• **Passage**
--- START ---
For those of you old enough to remember making popcorn in a pot over the fire or stove, you know you have to wait a long time as the heat builds up slowly. Finally, just one lonely kernel pops. Then, an eternity later, another one pops on the other side of the pot. Wait awhile, and another one pops. When you’re really hungry, it can feel like forever. But then something happens- the frequency starts to change and you get 2 or 3 kernels popping at a time, first here and then there. And then, the unthinkable happens- it’s as though all the kernels start popping simultaneously in a big cacophony until there’s no room left in the pot.
Well, it’s hard not to feel like we’re finally getting the popcorn we’ve been waiting for, a sudden acceleration of open speaking and thinking, after years of more solitary popping of voices here and there. The war on Gaza has gone a long way in making that happen. The most recent example? After Jon Stewart and Bill Moyers on Gaza, or the NYT’s Roger Cohen’s amazing columns, we have The Los Angeles Times, which on the same day, in a spirit of real openness to debate, printed Ben (son of Barbara) Ehrenreich’s Zionism is the problem. who wrote:
Yet it is no longer possible to believe with an honest conscience that the deplorable conditions in which Palestinians live and die in Gaza and the West Bank come as the result of specific policies, leaders or parties on either side of the impasse. The problem is fundamental: Founding a modern state on a single ethnic or religious identity in a territory that is ethnically and religiously diverse leads inexorably either to politics of exclusion (think of the 139-square-mile prison camp that Gaza has become) or to wholesale ethnic cleansing. Put simply, the problem is Zionism.
--- END ---
• **Dataset**
--- START ---
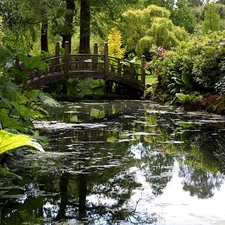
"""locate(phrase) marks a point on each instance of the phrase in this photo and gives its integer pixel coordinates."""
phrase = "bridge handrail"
(108, 65)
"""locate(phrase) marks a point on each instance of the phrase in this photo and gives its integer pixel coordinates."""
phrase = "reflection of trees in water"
(200, 183)
(158, 170)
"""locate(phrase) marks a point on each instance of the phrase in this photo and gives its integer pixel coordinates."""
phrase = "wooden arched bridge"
(97, 66)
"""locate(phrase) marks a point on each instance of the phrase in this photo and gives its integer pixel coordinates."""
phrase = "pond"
(119, 162)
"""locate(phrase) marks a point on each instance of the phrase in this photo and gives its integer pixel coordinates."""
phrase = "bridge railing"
(68, 63)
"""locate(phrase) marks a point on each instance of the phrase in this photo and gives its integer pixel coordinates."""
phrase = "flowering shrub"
(200, 61)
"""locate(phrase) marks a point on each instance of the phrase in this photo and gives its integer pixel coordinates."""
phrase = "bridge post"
(106, 59)
(95, 57)
(143, 62)
(67, 59)
(57, 56)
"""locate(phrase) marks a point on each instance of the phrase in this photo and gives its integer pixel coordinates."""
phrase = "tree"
(211, 18)
(115, 43)
(183, 16)
(85, 19)
(141, 29)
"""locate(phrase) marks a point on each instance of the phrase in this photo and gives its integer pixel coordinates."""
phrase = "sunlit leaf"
(6, 172)
(9, 141)
(11, 123)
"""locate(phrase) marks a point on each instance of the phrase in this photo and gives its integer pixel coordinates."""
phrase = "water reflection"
(108, 162)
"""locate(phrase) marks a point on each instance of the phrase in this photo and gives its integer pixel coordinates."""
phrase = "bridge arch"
(97, 66)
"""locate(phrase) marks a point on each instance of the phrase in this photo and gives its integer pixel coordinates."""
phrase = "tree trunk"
(67, 36)
(44, 36)
(85, 17)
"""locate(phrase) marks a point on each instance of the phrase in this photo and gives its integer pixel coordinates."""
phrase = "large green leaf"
(9, 141)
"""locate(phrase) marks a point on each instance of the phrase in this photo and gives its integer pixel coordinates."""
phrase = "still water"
(119, 162)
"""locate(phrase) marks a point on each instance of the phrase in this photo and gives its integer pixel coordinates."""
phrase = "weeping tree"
(211, 18)
(141, 29)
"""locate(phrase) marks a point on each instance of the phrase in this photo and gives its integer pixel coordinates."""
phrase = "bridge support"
(143, 62)
(106, 59)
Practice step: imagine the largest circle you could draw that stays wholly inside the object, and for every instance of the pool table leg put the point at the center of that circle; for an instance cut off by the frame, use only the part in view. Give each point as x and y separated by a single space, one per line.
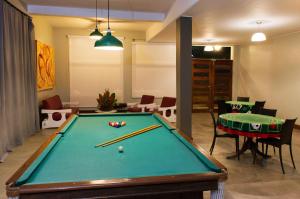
219 193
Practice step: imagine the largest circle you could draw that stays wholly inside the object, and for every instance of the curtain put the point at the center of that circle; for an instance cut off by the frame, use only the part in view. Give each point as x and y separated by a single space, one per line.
18 93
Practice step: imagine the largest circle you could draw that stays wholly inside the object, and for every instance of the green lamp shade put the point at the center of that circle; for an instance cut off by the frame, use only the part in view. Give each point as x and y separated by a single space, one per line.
96 35
109 42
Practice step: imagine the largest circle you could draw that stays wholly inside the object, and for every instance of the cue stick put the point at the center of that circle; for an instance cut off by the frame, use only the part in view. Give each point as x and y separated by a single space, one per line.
135 133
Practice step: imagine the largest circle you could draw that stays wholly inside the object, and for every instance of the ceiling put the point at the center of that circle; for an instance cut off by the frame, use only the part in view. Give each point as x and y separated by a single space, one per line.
214 21
129 5
89 23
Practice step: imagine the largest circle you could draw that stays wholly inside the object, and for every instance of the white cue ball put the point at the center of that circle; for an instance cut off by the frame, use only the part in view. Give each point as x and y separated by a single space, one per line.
120 149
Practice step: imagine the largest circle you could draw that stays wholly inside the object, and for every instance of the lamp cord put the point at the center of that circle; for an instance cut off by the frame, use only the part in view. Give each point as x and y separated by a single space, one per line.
96 14
108 14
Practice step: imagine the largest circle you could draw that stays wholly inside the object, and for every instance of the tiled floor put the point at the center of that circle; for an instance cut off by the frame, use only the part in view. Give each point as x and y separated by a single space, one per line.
245 181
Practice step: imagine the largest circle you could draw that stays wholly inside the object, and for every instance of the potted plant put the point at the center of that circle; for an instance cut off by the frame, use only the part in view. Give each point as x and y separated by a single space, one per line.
106 101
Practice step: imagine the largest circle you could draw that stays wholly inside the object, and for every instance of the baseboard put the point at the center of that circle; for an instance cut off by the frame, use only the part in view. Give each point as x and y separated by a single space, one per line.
297 126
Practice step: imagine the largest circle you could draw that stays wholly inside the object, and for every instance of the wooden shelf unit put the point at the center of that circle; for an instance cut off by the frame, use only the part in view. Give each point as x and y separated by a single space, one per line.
212 81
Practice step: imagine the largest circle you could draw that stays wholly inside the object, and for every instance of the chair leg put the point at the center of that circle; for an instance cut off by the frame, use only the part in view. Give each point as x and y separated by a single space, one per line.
254 152
237 147
212 145
280 156
292 157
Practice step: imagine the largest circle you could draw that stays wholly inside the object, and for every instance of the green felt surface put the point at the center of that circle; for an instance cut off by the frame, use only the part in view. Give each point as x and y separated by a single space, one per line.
240 103
251 122
73 157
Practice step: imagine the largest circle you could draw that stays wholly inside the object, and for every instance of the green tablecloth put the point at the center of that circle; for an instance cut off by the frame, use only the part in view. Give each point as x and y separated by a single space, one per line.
247 122
240 107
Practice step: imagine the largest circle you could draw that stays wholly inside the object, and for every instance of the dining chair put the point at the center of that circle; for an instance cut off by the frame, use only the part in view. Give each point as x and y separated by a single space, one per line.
257 106
269 112
218 134
285 139
243 99
222 107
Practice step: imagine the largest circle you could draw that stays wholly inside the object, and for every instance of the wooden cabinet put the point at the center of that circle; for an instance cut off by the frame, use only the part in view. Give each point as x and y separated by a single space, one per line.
212 81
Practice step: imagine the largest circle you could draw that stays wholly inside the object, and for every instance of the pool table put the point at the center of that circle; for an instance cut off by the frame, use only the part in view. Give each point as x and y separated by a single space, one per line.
161 163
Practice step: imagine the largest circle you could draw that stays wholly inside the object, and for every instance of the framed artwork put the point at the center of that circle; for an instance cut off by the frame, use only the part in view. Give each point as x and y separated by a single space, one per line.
45 66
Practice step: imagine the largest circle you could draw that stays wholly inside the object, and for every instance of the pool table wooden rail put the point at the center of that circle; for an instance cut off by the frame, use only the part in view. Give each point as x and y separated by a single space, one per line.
172 186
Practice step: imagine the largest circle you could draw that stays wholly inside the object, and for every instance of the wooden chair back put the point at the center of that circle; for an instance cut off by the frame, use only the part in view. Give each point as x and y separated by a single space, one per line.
243 99
287 131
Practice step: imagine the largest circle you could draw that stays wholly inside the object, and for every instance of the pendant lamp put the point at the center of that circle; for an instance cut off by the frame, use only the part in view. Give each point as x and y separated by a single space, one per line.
96 34
108 42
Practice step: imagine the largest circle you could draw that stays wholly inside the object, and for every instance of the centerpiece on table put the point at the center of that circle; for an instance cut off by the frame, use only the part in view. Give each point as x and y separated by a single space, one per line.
106 101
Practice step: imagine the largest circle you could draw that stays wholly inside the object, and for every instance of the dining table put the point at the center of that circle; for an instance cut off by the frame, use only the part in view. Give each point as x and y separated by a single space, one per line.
250 126
240 106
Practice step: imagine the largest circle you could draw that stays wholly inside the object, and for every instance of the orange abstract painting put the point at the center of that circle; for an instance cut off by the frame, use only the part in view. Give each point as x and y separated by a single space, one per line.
45 66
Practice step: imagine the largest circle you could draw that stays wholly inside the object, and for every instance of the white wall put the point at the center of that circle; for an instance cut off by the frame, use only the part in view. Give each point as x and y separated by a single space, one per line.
154 69
271 71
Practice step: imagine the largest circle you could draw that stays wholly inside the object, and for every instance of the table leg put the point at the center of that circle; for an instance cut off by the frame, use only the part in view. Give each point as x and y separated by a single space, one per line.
219 193
249 144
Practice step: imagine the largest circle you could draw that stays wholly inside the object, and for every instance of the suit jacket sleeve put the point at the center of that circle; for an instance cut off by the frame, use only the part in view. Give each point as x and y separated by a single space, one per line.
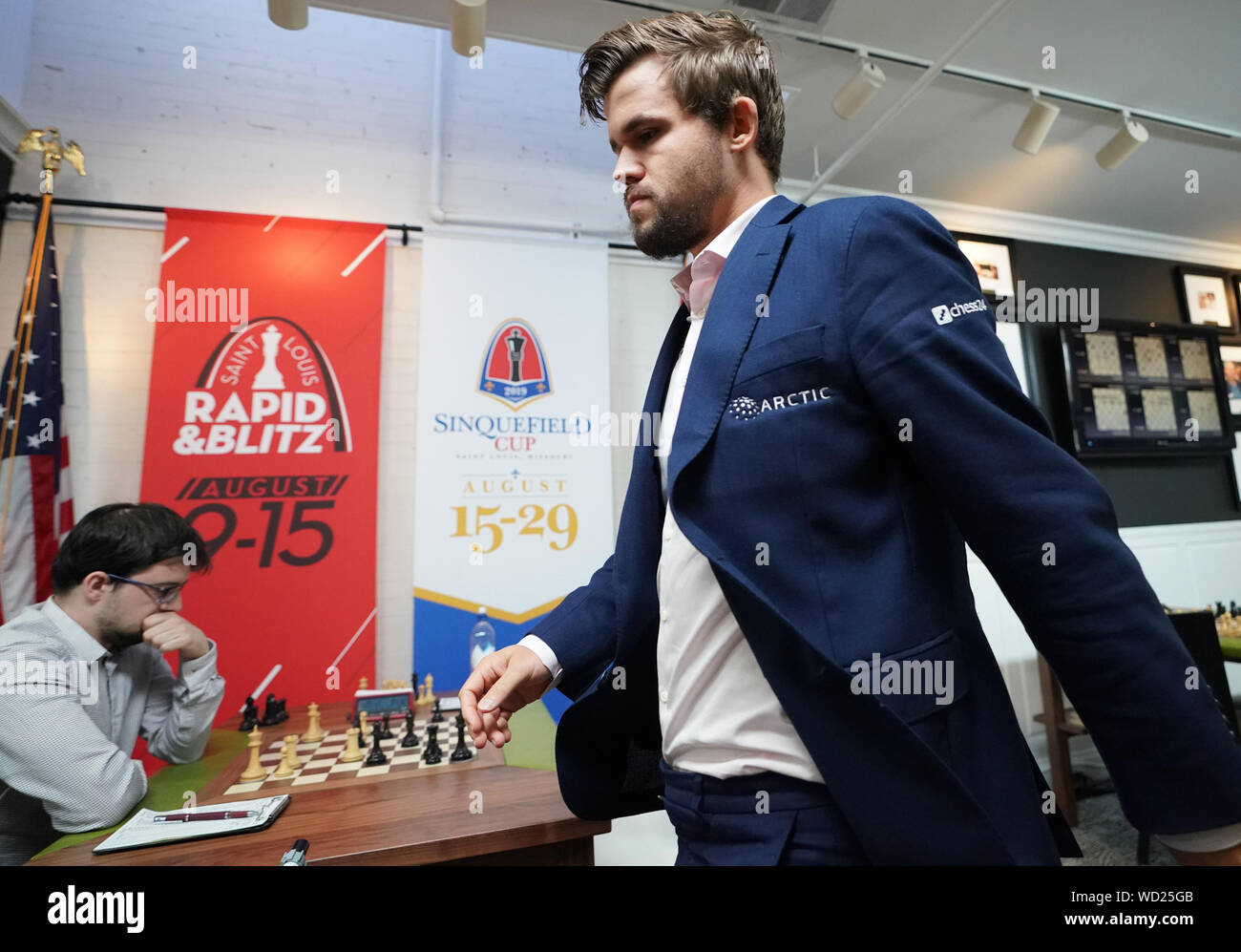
--- END ---
Write out the part of the passage that begins with the words containing "For those of" and ends with "in the pot.". The items can be set aside; they aren't needed here.

• **Response to this exercise**
For those of you old enough to remember making popcorn in a pot over the fire or stove, you know you have to wait a long time as the heat builds up slowly. Finally, just one lonely kernel pops. Then, an eternity later, another one pops on the other side of the pot. Wait awhile, and another one pops. When you’re really hungry, it can feel like forever. But then something happens- the frequency starts to change and you get 2 or 3 kernels popping at a time, first here and then there. And then, the unthinkable happens- it’s as though all the kernels start popping simultaneously in a big cacophony until there’s no room left in the pot.